* Passage provided
##########

What’s your magic retirement number?
Get a good idea of how much you’ll need to retire by figuring out the answers to a few key questions.
Last week's column about over 50s working until they drop generated a flood of questions asking me for the magic number — the amount of income needed upon retirement.
Sorry, there is no retirement number decoder ring! Back when we thought the banks and advisors had all the answers and before Canadians distinguished themselves by racking up record personal debt levels, the rule of thumb was 70 to 80 per cent of the last five years of pre-tax income.
Of course, that assumed one was fully employed in the five years leading up to the typical retirement age, averaging 62 years old nationally. The recommended percentage also assumed that anyone over 60 had little or no debt. Wow, to think that was more common than not a generation ago!

##########

* Supplied entries

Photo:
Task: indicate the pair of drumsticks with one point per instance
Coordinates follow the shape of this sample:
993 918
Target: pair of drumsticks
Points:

##########

* Task instructions
1. Answer these questions about the retirement column:
(a) What subject did last week's column address?
(b) What was the old rule of thumb for the income needed in retirement?
(c) What is the national average age for retirement?
2. Update the retirement column from "Get a good idea" to "needed upon retirement.", putting "wave" in place of "flood".

* Outputs in order
1.
(a) Over 50s working until they drop.
(b) 70 to 80 percent of the last five years of pre-tax income.
(c) 62 years old.

2.
Get a good idea of how much you’ll need to retire by figuring out the answers to a few key questions.
Last week's column about over 50s working until they drop generated a wave of questions asking me for the magic number — the amount of income needed upon retirement.